* [Task goal]: Exactly and only the lines from the one with "Would you be able to indicate the white jerrycan" through the end of the listing are to be transcribed, both ends included.

* [Data listing]:
################

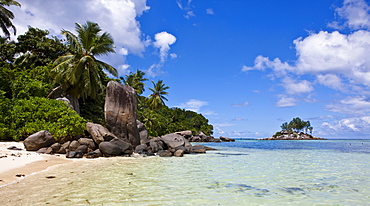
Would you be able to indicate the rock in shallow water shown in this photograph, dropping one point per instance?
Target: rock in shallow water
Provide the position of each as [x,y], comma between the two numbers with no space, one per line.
[38,140]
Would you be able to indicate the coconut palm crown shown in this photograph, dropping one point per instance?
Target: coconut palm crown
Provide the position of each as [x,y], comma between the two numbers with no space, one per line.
[156,99]
[6,16]
[79,72]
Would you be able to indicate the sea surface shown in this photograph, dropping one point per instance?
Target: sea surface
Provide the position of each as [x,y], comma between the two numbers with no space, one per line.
[245,172]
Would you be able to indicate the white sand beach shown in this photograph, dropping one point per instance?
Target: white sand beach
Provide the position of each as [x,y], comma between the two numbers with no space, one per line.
[17,164]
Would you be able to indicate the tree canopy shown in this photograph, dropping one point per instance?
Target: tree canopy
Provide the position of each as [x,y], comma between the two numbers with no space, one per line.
[27,68]
[79,72]
[297,125]
[6,16]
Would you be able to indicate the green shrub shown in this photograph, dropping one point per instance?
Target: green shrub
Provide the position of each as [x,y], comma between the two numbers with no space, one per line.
[277,134]
[5,106]
[37,113]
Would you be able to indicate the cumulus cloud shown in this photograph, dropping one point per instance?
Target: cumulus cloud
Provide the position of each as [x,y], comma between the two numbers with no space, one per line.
[351,105]
[193,105]
[335,60]
[356,15]
[114,16]
[241,105]
[330,80]
[163,41]
[210,11]
[359,125]
[186,6]
[294,87]
[285,101]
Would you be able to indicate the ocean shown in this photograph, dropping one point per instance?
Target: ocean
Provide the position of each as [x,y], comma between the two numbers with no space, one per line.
[245,172]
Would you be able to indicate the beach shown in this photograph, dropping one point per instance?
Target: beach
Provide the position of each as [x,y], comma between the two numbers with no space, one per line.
[15,165]
[256,172]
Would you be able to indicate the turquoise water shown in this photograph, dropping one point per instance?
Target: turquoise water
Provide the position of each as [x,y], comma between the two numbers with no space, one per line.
[331,172]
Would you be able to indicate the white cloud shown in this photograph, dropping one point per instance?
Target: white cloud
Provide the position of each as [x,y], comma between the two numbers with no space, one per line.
[285,101]
[331,81]
[293,87]
[351,105]
[241,105]
[114,16]
[193,105]
[186,7]
[163,40]
[359,125]
[210,11]
[356,15]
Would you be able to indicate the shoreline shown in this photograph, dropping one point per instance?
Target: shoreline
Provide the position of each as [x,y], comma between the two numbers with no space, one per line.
[16,165]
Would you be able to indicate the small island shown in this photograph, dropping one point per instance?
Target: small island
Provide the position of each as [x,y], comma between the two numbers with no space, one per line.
[294,131]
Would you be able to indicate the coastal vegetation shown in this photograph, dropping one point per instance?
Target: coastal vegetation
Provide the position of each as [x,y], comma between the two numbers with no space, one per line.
[296,129]
[37,64]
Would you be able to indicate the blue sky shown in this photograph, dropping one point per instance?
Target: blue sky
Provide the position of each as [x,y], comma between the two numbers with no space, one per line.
[246,65]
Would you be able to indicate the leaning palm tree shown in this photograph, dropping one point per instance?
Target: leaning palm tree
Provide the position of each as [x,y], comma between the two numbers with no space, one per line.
[156,99]
[136,81]
[79,72]
[6,16]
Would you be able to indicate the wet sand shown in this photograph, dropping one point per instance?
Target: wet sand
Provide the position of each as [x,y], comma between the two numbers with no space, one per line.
[18,164]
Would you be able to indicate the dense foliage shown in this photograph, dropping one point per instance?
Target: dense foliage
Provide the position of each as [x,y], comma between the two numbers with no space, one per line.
[297,125]
[26,79]
[25,82]
[156,116]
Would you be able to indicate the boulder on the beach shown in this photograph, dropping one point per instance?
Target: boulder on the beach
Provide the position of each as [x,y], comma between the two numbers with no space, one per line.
[115,147]
[42,150]
[74,154]
[141,149]
[143,132]
[173,140]
[198,149]
[88,142]
[179,153]
[94,154]
[120,112]
[186,133]
[164,153]
[226,139]
[38,140]
[73,145]
[155,145]
[99,133]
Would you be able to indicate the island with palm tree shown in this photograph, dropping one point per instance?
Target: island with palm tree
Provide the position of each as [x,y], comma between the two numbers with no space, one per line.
[37,68]
[294,131]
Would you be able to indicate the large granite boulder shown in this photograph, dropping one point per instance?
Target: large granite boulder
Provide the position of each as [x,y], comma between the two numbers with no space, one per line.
[115,147]
[38,140]
[99,133]
[120,112]
[226,139]
[173,140]
[143,132]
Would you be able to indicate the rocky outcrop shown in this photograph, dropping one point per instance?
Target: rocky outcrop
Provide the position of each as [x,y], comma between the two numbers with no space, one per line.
[201,137]
[38,140]
[143,132]
[115,147]
[226,139]
[120,112]
[285,135]
[99,133]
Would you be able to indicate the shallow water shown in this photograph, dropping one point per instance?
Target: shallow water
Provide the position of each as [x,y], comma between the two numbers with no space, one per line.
[332,172]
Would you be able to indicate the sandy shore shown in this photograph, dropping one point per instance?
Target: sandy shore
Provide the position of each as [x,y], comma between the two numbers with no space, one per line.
[18,164]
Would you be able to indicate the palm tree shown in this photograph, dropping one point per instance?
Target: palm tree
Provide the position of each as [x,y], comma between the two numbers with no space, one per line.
[6,16]
[79,72]
[136,81]
[156,99]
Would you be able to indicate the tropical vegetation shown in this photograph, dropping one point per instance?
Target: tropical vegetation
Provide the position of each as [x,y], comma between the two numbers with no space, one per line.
[297,125]
[35,64]
[6,16]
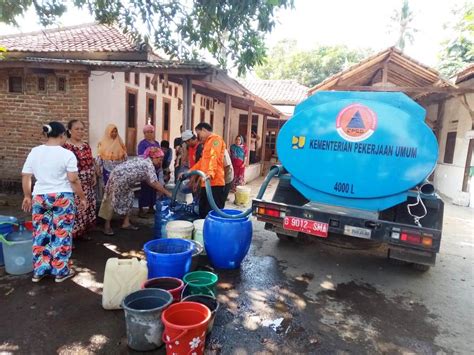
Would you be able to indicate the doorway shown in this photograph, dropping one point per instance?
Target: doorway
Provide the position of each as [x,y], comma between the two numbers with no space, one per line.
[131,116]
[165,135]
[150,109]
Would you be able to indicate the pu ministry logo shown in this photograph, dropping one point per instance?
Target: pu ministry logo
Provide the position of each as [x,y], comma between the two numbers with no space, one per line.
[356,123]
[298,142]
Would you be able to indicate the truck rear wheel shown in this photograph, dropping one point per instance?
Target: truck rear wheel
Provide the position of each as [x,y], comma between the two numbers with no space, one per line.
[421,267]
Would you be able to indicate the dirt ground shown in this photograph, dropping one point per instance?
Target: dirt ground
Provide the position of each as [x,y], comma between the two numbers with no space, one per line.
[288,297]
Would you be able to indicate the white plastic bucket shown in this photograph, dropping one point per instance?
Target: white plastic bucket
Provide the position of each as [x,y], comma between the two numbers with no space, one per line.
[242,195]
[179,229]
[198,234]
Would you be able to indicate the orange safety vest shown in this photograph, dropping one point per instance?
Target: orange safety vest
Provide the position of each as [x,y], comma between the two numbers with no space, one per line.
[212,160]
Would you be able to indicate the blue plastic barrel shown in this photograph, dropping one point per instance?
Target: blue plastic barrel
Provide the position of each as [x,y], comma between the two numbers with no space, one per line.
[227,241]
[6,227]
[168,257]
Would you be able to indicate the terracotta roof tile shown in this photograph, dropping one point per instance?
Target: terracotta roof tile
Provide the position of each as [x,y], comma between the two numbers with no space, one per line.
[277,92]
[83,38]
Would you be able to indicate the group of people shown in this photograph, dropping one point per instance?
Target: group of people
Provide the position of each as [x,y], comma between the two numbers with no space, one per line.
[63,200]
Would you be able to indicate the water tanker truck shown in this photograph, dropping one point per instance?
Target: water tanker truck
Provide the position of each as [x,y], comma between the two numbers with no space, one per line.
[355,166]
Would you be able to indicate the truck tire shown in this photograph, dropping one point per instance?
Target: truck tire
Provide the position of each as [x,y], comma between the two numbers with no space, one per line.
[421,267]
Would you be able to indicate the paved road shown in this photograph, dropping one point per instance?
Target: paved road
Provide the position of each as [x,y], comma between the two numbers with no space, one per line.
[292,297]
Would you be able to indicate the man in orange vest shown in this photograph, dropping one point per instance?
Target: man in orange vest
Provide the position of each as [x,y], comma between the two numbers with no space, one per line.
[211,164]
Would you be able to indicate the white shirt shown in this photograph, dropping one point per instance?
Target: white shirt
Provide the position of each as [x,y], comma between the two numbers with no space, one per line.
[228,168]
[50,165]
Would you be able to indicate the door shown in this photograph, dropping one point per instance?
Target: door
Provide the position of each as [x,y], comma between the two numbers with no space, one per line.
[166,120]
[150,109]
[131,116]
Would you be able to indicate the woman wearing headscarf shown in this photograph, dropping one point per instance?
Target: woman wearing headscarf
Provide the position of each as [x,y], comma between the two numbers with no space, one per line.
[119,194]
[111,151]
[85,219]
[147,193]
[238,154]
[52,203]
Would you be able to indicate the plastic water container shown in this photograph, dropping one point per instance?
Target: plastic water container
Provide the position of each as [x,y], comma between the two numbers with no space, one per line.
[242,195]
[227,240]
[143,311]
[168,257]
[17,250]
[179,229]
[122,277]
[198,234]
[6,227]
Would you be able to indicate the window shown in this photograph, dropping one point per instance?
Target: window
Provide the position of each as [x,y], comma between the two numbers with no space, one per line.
[131,110]
[449,149]
[15,84]
[61,83]
[41,83]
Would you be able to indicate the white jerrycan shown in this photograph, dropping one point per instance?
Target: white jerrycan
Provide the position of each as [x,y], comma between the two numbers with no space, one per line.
[122,277]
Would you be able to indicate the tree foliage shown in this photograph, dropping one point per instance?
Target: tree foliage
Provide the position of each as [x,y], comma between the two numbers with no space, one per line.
[286,61]
[458,51]
[402,22]
[231,31]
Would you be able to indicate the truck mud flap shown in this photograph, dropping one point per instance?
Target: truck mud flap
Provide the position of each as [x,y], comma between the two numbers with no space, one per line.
[411,255]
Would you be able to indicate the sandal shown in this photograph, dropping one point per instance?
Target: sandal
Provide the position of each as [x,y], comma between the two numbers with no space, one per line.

################

* [Solution to this problem]:
Would you be able to indicate the white jerrycan shown in this photograph, dropping one point per instance?
Target: white jerrycan
Provide the position of each as [x,y], comma between the two numbers with no space, one per line.
[122,277]
Would you be able to indicate the tree foliage shown in this photograph, dropping one point per instance?
Target: tree foliage
Provide the position of each as [x,y], comma between the two numbers with no space, one per line.
[286,61]
[458,51]
[402,22]
[231,31]
Would you be able to indicate the truck mud flap shown in this photograph, dropping one point per instance?
Target: truck mud flap
Provide the position of each as [x,y], comma between the two numbers with no space, one per line.
[411,255]
Would you be able to indicate the sandal shown in this photograph, dropping one point per instance?
Target: sandal
Provide the position of each as [x,y], comma between the two numbers with no space, one per line.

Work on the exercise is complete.